= AIM =
Repeat the entire listing exactly.

= TASK INPUTS =

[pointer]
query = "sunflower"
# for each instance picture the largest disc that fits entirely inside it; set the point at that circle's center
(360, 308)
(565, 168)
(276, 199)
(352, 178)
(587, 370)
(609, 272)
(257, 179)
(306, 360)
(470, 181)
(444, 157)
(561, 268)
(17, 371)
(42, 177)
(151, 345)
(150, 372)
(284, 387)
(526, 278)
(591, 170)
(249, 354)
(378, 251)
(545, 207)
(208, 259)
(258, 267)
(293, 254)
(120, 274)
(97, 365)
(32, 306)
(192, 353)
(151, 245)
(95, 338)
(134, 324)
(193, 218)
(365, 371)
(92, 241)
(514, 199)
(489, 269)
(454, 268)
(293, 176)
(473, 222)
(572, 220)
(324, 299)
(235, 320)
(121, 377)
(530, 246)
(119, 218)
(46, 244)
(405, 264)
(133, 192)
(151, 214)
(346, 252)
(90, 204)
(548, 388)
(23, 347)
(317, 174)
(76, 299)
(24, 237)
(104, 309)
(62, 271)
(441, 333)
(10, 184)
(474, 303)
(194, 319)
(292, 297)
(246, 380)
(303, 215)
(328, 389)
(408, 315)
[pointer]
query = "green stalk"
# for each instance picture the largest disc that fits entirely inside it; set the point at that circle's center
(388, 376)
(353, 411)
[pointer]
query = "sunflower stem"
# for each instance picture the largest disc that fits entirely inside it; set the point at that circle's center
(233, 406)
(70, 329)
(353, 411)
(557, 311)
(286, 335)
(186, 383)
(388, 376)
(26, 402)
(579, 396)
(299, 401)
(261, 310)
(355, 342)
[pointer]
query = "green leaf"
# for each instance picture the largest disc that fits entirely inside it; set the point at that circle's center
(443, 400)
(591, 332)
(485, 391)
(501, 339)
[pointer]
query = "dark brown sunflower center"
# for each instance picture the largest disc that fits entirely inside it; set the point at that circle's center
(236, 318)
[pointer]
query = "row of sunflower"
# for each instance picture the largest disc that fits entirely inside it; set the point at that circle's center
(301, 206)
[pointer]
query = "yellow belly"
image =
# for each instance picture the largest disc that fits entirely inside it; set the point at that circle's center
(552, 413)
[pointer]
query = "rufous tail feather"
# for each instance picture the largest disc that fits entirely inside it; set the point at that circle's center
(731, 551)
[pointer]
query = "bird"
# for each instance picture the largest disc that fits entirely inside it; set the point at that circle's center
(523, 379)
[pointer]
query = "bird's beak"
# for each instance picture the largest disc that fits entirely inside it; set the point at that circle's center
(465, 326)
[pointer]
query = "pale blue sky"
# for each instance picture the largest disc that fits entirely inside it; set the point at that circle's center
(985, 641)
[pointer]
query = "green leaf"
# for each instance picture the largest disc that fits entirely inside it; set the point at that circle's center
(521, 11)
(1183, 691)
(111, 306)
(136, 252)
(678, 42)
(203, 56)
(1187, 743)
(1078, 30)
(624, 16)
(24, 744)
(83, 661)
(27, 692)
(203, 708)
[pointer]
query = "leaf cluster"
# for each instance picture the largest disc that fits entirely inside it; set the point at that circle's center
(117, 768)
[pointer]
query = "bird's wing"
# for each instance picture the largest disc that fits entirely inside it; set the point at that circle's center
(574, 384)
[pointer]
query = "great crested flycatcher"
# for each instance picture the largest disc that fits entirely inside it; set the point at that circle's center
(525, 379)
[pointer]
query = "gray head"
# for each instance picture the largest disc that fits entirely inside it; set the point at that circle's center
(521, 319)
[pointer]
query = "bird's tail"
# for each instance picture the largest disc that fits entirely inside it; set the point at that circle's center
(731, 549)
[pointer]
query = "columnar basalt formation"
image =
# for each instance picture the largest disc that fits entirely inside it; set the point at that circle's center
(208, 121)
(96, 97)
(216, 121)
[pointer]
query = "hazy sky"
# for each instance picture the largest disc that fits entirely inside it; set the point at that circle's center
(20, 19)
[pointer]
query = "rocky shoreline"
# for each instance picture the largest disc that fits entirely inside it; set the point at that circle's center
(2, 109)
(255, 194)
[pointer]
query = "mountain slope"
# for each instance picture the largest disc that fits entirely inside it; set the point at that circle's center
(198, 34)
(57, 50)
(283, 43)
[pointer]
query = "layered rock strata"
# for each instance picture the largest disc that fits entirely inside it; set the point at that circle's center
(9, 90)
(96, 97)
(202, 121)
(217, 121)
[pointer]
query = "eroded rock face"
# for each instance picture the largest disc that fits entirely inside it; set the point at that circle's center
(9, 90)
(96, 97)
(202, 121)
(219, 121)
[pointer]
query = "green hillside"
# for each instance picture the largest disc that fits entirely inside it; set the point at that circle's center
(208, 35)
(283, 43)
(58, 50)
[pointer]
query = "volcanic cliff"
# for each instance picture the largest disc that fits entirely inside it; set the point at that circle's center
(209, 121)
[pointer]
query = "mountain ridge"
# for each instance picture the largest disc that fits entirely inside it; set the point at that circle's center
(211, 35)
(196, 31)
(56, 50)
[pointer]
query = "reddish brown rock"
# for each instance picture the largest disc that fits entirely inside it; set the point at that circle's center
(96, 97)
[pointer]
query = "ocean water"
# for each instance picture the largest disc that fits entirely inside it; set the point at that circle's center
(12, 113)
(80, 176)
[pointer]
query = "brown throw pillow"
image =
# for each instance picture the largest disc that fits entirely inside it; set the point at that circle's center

= THE ANSWER =
[pointer]
query = "sunflower"
# for each instance picture the largest disc that fits entirely inside it; set the point at that circle's center
(360, 308)
(565, 168)
(276, 199)
(352, 178)
(587, 370)
(609, 272)
(257, 179)
(306, 360)
(470, 181)
(444, 157)
(561, 268)
(17, 371)
(42, 177)
(151, 345)
(150, 372)
(284, 387)
(526, 278)
(591, 170)
(249, 354)
(378, 251)
(545, 207)
(208, 259)
(258, 267)
(293, 254)
(120, 274)
(97, 365)
(32, 306)
(192, 353)
(151, 245)
(95, 338)
(134, 324)
(193, 218)
(365, 371)
(92, 241)
(514, 199)
(489, 269)
(454, 268)
(293, 176)
(473, 222)
(572, 220)
(324, 299)
(235, 320)
(121, 377)
(530, 246)
(119, 218)
(46, 244)
(405, 264)
(133, 192)
(151, 214)
(346, 252)
(90, 204)
(548, 388)
(23, 347)
(317, 174)
(76, 299)
(24, 237)
(104, 309)
(62, 271)
(441, 333)
(10, 184)
(474, 303)
(194, 319)
(292, 297)
(246, 380)
(303, 215)
(328, 389)
(408, 315)
[pointer]
query = "green stalk"
# for each instance picture the largest disc that fits entirely inside it; set the point at that circle's center
(388, 376)
(353, 411)
[pointer]
query = "sunflower stem"
# for each instance picture the largest disc that fits entirely inside it; set the point at that circle's center
(233, 406)
(70, 329)
(353, 411)
(557, 311)
(286, 335)
(186, 383)
(388, 376)
(26, 402)
(579, 396)
(299, 401)
(261, 310)
(355, 342)
[pointer]
query = "green leaf"
# for each instance picture the largest disc that fits entirely inside it; set the point at that circle's center
(443, 400)
(591, 332)
(485, 391)
(501, 339)
[pointer]
query = "dark brown sunflower center"
# for each instance picture the largest disc that fits entirely inside it; set the point at that circle's center
(236, 318)
[pointer]
query = "row of sunflower"
# for each instance picture the largest disc that fits entirely inside it; set the point at that circle's center
(301, 206)
[pointer]
query = "yellow belly"
image =
# for each instance picture the largest disc that fits entirely inside it; set the point at that circle's center
(552, 413)
[pointer]
query = "rufous tail feather"
# for each instance picture the largest disc that fits entirely inside it; set the point at that circle's center
(731, 551)
[pointer]
query = "bird"
# for each instance picture the largest disc that fits entirely inside it; set the point at that circle's center
(523, 379)
[pointer]
query = "bird's beak"
# for each instance picture the largest disc that fits entirely inside it; set the point at that circle's center
(465, 326)
[pointer]
query = "pale blue sky"
# for each instance picture the largest disc that fits entirely inside it; set the point at that circle's center
(985, 641)
[pointer]
query = "green leaf"
# for each instance picture the largest disc that fits entirely inside it; set the point at that circle's center
(521, 11)
(1183, 691)
(111, 306)
(136, 252)
(678, 42)
(203, 56)
(1187, 743)
(1078, 30)
(624, 16)
(24, 744)
(83, 661)
(27, 692)
(203, 708)
[pointer]
query = "leaf cluster"
# for each instance picture the largest disc that fits entirely inside it; set the point at that circle's center
(117, 768)
[pointer]
query = "bird's wing"
# for each instance picture the largest disc that fits entirely inside it; set the point at that circle's center
(574, 384)
[pointer]
query = "great crested flycatcher"
# for each instance picture the largest disc that fits entirely inside it; set the point at that circle's center
(525, 379)
[pointer]
query = "gray head"
# for each instance picture the largest disc that fits entirely inside it; set the point at that circle's center
(521, 319)
[pointer]
query = "bird's tail"
# for each instance picture the largest disc that fits entirely inside it; set the point at that circle's center
(731, 549)
[pointer]
query = "columnar basalt formation"
image =
# for each instance picture the largest disc that fits entirely inside it; set the point at that circle's center
(208, 121)
(96, 97)
(216, 121)
[pointer]
query = "hazy sky"
# for each instance picture the largest disc that fits entirely inside it; set the point at that circle's center
(20, 19)
[pointer]
query = "rocky shoreline"
# for each instance picture the largest disc that fits entirely inside it; set the point at that circle's center
(2, 109)
(255, 194)
[pointer]
query = "mountain slope"
# for each instance picture the largest disc that fits entirely inside it; set the point at that circle's center
(198, 34)
(57, 50)
(283, 43)
[pointer]
query = "layered rock strata"
# for each instance picture the largest disc that fits entirely inside it; set the point at that circle's center
(9, 90)
(96, 97)
(202, 121)
(217, 121)
[pointer]
query = "eroded rock face"
# for each instance picture the largest disc that fits entirely inside it; set the point at that circle's center
(9, 90)
(96, 97)
(202, 121)
(219, 121)
[pointer]
query = "green hillside"
# for each instance picture the largest disc that fits entirely inside it; set the point at that circle's center
(208, 35)
(283, 43)
(58, 50)
[pointer]
query = "volcanic cliff"
# for each instance picture the largest disc that fits entirely inside it; set the point at that circle's center
(209, 121)
[pointer]
query = "mountain ridge"
# for each instance picture the largest disc that fits entirely inside it; set the point at that circle's center
(211, 35)
(196, 31)
(56, 50)
[pointer]
query = "reddish brown rock"
# for each instance picture the largest disc that fits entirely inside it; set the point at that circle's center
(96, 97)
[pointer]
query = "ocean water"
# for each instance picture the largest disc that fits entirely inside it; set the point at that circle's center
(12, 113)
(80, 176)
[pointer]
query = "brown throw pillow"
image =
# for each instance picture the largest disc that fits entirely inside it; set the point at that circle's center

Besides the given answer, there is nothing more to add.